FIG. 7A is an exploded view of a cell 701 configured in accordance with yet another embodiment of the present technology, and FIG. 7B is a cross-sectional, unexploded view of the cell 701 of FIG. 7A. The cell 701 includes a number of features generally similar to the features of the cell 701 described above with reference to FIG. 2. For example, as described above, the walls 128 can comprise a glass substrate 130, an electrode layer 132, and an orientation layer 134. Further, in some embodiments, the walls 128 may be identical. In other embodiments, however, the walls 128 can be different. In the embodiment illustrated in FIGS. 7A and 7B, the cell 701 can include a spacer 136 positioned between the walls 128 to create an interior space within the cell 701 to hold the liquid crystal fluid 110 within the cell 701. The spacers 136 can be any suitable structure to withstand and maintain the liquid crystal fluid 110 within the cell 701. In some embodiments, the spacer 136 is a section of an optical fiber. The dimensions of the spacers 136 define the thickness of the cell 701. As discussed above, the optical path difference is a function of the size of the cell 701. Accordingly, the spacer 136 can be chosen according to the desired size and pass distance of the cell 701.

The electrode layer 132 is generally transparent and electrically conductive. The transparency of the electrode layer 132 permits the light beam 102 to pass through the walls 128 without significantly losing intensity. The electrode layer 132 can be deposited on the glass substrate 130 using a variety of methods. In some embodiments, for example, the electrode layer 132 can be deposited using electron beam evaporation, physical vapor deposition, or other sputter deposition techniques. The electrode layer 132 can be composed of indium tin oxide, which is a mixture of indium (III) oxide In₂O₃ and tin (IV) oxide SnO₂. In some embodiments, the electrode layer 132 can be ninety percent In₂O₃ and ten percent SnO₂ by weight. The material can be transparent and colorless and relatively thin. In other embodiments, however, the electrode layer 132 may be composed of other suitable materials. In some embodiments, the electrode layer 132 is approximately 100 nm thick and has a sheet resistance of between 70 and 100 ohms. In other embodiments, however, the electrode layer 132 may have a different thickness.

• _Written instruction A_
Output the entries again without any changes, beginning with the line that contains "scan for: watch hand" and continuing to the end of the entries.

• _Coordinate annotation entries_
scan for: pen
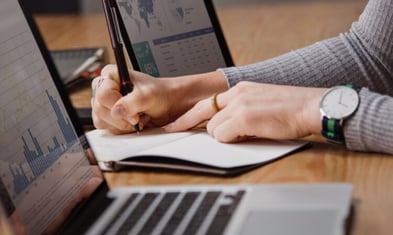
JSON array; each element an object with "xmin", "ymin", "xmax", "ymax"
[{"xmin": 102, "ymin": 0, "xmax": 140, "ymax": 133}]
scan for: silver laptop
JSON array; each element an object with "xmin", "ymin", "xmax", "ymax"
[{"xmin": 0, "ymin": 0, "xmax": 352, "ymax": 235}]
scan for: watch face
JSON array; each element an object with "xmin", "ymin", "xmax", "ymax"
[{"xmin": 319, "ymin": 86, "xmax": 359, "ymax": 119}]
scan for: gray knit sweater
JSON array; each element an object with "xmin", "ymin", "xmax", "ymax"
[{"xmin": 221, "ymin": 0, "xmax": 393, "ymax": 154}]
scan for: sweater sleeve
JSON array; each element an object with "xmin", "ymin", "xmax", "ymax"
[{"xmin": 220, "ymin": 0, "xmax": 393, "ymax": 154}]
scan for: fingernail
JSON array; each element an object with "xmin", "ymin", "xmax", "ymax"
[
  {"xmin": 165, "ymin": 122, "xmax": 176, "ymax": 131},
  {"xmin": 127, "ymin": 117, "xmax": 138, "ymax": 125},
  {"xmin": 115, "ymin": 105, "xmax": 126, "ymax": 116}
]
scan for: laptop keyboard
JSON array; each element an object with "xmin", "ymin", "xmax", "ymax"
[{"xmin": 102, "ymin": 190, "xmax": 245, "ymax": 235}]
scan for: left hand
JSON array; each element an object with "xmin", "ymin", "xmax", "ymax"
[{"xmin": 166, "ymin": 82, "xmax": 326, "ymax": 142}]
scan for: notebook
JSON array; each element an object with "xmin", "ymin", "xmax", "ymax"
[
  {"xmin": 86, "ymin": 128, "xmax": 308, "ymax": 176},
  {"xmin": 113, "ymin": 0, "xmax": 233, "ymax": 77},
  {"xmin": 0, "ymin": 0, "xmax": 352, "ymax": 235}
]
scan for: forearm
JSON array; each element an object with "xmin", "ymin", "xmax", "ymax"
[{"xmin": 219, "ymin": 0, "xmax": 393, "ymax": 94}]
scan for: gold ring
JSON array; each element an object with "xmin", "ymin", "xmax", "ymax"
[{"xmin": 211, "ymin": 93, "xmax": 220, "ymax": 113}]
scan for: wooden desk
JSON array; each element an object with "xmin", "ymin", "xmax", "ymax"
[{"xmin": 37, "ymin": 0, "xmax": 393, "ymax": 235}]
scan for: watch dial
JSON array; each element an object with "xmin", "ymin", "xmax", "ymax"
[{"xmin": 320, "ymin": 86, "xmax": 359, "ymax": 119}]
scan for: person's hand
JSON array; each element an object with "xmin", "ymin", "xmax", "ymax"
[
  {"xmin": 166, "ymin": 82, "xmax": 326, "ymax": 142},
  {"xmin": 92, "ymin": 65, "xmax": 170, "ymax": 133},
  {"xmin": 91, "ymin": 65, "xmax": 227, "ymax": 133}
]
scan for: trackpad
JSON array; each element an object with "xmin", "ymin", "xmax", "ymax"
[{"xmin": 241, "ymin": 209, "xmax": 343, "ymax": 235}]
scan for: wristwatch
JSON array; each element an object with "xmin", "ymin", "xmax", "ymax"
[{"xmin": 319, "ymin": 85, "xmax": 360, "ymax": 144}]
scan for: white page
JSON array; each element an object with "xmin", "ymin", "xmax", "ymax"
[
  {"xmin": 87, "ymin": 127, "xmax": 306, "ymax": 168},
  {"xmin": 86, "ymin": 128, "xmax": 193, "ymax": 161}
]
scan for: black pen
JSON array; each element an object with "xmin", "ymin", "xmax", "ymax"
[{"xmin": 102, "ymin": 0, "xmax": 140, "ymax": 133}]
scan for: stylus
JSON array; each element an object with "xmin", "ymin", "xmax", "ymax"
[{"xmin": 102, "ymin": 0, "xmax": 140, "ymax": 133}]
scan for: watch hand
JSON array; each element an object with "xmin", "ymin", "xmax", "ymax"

• _Written instruction B_
In the passage on the liquid crystal device, how thick is the electrode layer in some embodiments?

• _Full solution A_
scan for: watch hand
JSON array; each element an object with "xmin", "ymin", "xmax", "ymax"

• _Full solution B_
Approximately 100 nm.